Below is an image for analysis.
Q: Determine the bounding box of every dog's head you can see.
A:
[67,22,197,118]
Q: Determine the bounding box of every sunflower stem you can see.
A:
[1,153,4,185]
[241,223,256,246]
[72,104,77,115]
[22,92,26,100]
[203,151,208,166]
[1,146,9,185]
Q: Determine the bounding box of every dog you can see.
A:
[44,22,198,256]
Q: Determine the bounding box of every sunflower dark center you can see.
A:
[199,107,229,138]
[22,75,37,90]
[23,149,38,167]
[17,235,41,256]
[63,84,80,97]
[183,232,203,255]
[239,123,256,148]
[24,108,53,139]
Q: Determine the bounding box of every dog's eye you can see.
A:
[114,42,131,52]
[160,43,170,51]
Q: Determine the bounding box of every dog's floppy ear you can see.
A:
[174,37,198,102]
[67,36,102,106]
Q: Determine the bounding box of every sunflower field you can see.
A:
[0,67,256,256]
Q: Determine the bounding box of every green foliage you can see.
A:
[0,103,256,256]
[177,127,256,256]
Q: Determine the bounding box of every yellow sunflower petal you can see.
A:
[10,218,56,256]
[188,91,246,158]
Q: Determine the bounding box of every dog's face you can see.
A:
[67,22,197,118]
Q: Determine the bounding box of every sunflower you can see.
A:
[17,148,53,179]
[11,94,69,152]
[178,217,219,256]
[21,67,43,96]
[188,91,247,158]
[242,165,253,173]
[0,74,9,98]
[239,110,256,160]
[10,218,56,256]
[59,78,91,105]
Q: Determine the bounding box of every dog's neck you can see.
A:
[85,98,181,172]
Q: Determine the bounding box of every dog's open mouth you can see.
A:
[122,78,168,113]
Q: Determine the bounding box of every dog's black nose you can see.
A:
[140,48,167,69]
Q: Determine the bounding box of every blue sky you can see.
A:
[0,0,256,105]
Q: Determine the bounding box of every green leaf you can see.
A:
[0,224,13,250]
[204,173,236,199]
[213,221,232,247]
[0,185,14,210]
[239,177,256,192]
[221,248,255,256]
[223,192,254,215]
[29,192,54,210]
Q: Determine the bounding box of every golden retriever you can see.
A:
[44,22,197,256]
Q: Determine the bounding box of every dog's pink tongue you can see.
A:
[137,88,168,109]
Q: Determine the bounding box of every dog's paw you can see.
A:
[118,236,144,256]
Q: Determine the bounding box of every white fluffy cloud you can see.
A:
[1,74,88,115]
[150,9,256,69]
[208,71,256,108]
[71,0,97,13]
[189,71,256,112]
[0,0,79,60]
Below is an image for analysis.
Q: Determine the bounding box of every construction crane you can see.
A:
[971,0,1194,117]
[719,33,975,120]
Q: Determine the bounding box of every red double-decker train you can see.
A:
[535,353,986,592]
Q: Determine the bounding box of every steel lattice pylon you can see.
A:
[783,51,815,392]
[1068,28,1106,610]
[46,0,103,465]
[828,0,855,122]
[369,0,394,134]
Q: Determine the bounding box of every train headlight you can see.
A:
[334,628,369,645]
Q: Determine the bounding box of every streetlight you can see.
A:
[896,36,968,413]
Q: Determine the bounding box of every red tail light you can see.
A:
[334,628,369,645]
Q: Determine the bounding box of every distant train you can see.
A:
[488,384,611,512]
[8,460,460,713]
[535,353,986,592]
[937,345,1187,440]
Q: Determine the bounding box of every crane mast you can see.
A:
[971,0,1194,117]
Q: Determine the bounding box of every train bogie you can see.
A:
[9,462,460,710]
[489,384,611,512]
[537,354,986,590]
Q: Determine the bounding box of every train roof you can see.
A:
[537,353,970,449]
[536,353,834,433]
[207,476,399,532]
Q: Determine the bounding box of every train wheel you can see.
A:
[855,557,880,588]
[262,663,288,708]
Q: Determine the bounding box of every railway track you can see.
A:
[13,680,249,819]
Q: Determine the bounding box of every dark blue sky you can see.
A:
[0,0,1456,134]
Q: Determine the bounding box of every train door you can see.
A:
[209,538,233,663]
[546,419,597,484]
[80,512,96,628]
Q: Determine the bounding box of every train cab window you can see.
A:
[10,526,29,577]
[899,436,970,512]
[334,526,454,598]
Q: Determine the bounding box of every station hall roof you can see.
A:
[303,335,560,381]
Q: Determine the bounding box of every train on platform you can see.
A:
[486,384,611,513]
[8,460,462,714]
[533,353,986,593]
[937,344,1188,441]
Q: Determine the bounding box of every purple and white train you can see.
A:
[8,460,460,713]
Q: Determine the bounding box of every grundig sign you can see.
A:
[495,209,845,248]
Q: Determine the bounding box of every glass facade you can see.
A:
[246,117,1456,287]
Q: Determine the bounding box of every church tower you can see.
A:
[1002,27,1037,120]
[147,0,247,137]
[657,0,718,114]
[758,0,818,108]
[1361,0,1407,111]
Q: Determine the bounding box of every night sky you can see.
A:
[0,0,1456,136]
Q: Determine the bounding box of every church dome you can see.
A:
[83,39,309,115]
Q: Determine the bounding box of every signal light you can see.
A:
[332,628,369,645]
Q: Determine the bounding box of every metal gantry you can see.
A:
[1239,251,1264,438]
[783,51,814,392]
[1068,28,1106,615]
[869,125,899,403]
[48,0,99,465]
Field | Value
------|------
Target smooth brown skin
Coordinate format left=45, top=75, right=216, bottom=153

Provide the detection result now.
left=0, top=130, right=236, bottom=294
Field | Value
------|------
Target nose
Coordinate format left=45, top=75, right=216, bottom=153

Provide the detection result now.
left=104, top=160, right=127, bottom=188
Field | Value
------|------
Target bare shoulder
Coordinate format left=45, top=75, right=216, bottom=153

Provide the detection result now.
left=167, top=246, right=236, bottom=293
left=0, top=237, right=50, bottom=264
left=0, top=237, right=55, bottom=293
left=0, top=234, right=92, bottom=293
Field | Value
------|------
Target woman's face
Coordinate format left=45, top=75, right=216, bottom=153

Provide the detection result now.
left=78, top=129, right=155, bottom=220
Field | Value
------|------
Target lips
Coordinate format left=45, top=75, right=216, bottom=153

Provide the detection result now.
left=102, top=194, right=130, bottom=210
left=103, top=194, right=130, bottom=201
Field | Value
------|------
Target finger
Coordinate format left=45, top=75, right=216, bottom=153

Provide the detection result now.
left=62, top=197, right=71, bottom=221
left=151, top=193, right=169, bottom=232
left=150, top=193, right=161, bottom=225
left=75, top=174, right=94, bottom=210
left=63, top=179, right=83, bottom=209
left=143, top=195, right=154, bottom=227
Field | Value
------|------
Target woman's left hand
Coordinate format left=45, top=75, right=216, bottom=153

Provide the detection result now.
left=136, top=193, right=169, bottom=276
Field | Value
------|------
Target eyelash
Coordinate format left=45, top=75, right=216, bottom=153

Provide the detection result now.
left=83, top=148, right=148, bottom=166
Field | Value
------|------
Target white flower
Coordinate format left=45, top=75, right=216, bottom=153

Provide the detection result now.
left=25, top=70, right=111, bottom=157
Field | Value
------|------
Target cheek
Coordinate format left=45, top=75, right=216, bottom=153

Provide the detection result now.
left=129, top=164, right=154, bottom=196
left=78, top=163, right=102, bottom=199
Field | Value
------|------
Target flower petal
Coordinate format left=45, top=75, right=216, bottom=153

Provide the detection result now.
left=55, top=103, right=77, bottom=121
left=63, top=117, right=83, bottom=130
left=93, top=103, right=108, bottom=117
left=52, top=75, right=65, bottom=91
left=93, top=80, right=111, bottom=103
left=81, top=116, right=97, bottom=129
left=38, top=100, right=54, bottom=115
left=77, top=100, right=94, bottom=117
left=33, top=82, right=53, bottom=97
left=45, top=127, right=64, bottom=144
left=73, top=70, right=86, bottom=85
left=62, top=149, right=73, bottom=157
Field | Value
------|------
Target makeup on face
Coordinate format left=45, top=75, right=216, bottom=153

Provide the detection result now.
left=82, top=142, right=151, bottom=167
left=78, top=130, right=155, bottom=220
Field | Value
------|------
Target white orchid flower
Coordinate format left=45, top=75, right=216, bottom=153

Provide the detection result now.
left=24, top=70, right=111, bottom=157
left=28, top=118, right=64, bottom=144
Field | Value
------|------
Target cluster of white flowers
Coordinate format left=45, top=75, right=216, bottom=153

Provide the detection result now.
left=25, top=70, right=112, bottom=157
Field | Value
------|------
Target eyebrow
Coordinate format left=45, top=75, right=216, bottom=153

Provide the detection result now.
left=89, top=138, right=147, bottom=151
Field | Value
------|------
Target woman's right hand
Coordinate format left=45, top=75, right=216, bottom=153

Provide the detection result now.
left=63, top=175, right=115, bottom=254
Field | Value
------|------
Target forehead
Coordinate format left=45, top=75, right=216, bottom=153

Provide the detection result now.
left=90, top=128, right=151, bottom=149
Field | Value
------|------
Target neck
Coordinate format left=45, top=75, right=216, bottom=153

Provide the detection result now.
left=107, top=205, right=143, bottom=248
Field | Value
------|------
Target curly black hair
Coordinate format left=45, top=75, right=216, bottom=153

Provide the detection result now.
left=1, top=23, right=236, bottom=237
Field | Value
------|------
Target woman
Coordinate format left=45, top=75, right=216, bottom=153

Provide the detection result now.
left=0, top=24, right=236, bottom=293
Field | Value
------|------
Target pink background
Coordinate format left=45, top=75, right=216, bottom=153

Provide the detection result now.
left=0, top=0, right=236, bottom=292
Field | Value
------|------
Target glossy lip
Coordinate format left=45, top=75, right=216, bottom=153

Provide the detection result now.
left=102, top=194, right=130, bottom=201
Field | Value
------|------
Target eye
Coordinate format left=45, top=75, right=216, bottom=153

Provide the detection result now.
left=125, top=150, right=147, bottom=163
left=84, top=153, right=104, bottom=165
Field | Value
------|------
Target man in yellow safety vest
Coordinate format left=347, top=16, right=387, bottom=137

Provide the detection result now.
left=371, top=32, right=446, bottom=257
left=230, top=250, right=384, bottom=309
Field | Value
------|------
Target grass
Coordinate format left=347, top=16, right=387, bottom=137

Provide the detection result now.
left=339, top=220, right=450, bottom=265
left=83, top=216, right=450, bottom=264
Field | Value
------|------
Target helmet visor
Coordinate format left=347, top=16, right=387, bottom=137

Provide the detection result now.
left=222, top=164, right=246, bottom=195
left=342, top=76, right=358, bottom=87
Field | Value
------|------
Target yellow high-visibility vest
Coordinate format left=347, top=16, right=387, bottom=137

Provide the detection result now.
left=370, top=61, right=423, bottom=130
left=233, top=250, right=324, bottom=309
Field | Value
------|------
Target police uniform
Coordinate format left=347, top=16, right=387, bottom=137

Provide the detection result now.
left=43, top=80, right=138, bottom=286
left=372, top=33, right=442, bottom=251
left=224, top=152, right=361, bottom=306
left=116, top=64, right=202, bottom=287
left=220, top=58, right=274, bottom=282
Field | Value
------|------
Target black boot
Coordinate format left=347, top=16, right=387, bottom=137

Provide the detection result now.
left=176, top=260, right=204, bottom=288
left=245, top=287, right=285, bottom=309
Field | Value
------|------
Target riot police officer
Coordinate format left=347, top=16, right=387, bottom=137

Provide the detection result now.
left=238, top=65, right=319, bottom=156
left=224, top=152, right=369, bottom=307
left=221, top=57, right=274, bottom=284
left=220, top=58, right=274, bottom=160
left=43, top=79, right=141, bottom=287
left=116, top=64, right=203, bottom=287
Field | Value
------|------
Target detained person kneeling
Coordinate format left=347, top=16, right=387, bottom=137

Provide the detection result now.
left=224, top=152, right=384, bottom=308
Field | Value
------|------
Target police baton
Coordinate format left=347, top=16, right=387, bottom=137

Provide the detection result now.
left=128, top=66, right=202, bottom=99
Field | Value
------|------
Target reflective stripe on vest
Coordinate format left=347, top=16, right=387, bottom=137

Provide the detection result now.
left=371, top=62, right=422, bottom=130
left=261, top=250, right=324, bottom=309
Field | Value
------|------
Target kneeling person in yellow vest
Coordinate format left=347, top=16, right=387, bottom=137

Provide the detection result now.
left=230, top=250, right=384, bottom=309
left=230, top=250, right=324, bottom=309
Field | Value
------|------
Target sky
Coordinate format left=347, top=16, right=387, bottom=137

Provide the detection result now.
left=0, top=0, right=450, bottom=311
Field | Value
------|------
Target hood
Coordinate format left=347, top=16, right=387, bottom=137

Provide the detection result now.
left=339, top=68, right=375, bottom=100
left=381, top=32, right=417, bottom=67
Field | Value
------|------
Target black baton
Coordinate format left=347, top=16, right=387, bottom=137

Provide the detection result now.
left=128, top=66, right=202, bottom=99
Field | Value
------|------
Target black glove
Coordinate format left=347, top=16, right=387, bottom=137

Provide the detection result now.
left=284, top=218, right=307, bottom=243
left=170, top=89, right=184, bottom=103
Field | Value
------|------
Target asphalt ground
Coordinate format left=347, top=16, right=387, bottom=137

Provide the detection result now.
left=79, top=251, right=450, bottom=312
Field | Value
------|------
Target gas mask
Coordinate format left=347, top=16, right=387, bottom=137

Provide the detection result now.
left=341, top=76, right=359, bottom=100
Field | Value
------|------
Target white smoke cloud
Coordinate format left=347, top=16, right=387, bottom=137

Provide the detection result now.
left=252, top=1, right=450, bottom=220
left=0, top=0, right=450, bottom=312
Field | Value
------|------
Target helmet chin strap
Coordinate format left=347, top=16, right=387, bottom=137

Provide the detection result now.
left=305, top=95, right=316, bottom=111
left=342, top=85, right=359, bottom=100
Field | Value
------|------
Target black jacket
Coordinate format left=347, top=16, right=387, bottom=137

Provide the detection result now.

■ ■ ■ ■ ■ ■ ■

## Problem details
Rewrite the entries from the start of the entries up to and including the line with "[118,236,144,256]", keeping the requests unchanged and raising every box coordinate in the answers by 100.

## Task output
Below is an image for analysis.
Q: Determine the bounding box of every dog's head you can see.
A:
[167,122,297,218]
Q: Determine the bounding box of every sunflower stem you can see.
A:
[101,253,104,285]
[341,323,356,346]
[172,204,177,215]
[122,192,126,200]
[303,251,308,266]
[101,246,109,285]
Q: Determine the bounding box of every dog you can see.
A:
[144,122,298,356]
Q: Determine the bounding box of every sunflower dark center you can see.
A:
[299,207,329,238]
[122,175,137,190]
[123,249,138,267]
[117,335,141,356]
[163,184,180,197]
[283,332,303,355]
[339,223,356,248]
[124,208,153,239]
Q: Determine the bounding box of every dog's eye you can see.
A:
[214,142,231,152]
[260,143,270,151]
Q: Determine the bounding box of every dog's floppy ear you can see.
A:
[274,137,298,202]
[167,136,202,206]
Q: Determine the bounding box of every sunflower field you can see.
A:
[100,167,356,356]
Q: Determine the bounding box of every green foliage you can see.
A:
[100,203,356,356]
[277,227,356,356]
Q: Determine the bounding box of every yellow sunflower petal you can see.
A:
[110,318,156,356]
[288,191,346,258]
Q: Determine the bounding box of every dog's face you can see.
A:
[167,122,297,218]
Q: Determine the bounding box of every sunflower you can see.
A:
[117,248,153,279]
[111,194,169,252]
[278,317,319,356]
[121,167,143,196]
[288,191,347,258]
[342,265,353,273]
[100,174,109,198]
[339,210,356,260]
[110,318,156,356]
[159,178,191,205]
Q: Determine the bounding box of every dog's neck you can see.
A:
[185,198,281,272]
Q: Determine the bounding box of every dog's open mouth you can see.
A:
[222,178,268,213]
Q: Determine the bounding box of every dog's black nose you can see.
A:
[240,148,267,169]
Q: Determine the bounding box of every blue sky you can see.
A:
[100,100,356,205]
Q: Determine the bounding box of every green leaf you can see.
A:
[100,324,113,350]
[304,273,336,299]
[313,321,332,347]
[100,285,114,310]
[339,277,356,292]
[321,348,355,356]
[323,292,354,315]
[129,292,154,310]
Q: Determine the bounding box of every golden retriever you can see.
A:
[144,122,297,356]
Q: Determine the bounding box of every dog's pink tongue you can see.
A:
[237,188,268,209]
Q: Determine the bounding box of every dog's paw you can see.
A:
[218,336,244,356]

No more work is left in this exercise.